## Task requirements
Copy out each line of the data that holds the string "segment".

## Exercise data
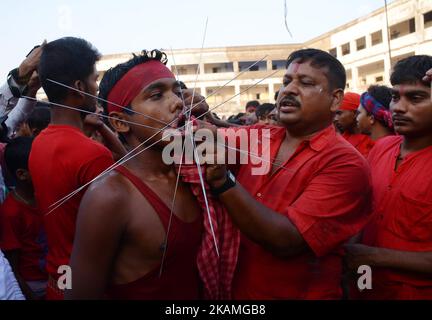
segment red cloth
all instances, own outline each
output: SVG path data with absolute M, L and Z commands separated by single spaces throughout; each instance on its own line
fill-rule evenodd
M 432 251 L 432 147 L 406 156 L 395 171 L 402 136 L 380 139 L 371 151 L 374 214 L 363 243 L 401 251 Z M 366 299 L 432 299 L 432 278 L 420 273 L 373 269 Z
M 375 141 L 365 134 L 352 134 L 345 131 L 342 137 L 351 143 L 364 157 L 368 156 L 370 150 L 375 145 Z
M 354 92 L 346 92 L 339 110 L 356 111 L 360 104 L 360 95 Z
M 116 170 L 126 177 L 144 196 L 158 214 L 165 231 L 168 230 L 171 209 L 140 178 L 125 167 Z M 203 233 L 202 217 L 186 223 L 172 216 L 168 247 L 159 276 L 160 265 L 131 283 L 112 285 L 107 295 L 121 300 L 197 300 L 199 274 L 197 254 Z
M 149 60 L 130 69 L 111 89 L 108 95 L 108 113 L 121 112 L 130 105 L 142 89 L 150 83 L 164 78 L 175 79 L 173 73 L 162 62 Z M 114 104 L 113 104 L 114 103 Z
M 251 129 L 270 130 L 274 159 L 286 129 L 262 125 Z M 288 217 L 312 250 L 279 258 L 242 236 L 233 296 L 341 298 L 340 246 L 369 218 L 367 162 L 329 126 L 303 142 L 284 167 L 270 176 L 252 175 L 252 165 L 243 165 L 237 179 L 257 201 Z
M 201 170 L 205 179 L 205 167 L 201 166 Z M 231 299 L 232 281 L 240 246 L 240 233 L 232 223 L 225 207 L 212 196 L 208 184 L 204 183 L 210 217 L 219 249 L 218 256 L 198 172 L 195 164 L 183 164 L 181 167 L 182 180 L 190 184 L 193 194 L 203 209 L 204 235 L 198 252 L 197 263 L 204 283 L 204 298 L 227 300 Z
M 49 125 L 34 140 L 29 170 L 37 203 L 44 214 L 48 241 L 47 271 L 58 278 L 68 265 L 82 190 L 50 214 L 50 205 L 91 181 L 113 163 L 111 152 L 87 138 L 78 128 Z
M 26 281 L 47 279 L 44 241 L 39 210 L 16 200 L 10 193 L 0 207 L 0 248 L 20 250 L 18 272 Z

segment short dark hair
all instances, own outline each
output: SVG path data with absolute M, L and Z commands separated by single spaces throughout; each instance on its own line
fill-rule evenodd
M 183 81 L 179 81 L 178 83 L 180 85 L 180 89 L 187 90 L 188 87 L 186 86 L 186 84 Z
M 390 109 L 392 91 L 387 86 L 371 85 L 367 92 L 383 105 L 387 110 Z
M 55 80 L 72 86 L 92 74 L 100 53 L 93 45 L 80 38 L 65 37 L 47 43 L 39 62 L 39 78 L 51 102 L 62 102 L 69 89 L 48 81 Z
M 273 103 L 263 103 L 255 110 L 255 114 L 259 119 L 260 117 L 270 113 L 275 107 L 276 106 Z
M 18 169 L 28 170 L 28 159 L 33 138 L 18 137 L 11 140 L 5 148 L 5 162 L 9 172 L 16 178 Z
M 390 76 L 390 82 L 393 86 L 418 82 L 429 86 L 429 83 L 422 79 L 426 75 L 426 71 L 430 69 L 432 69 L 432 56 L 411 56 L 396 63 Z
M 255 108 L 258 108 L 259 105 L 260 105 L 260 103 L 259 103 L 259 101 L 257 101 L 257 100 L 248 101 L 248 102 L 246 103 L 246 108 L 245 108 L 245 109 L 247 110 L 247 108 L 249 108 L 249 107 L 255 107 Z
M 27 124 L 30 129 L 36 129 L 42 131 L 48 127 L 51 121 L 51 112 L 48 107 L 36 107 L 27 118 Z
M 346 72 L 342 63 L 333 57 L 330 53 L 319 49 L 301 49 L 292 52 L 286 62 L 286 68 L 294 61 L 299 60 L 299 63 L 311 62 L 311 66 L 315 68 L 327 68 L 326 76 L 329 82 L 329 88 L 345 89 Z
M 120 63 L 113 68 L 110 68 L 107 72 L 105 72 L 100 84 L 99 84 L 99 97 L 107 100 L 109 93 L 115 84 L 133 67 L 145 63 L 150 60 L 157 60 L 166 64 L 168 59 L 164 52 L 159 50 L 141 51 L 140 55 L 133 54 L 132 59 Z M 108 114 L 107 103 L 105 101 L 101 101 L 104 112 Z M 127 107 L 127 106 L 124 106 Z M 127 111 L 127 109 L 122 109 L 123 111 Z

## Exercise output
segment red cloth
segment short dark hair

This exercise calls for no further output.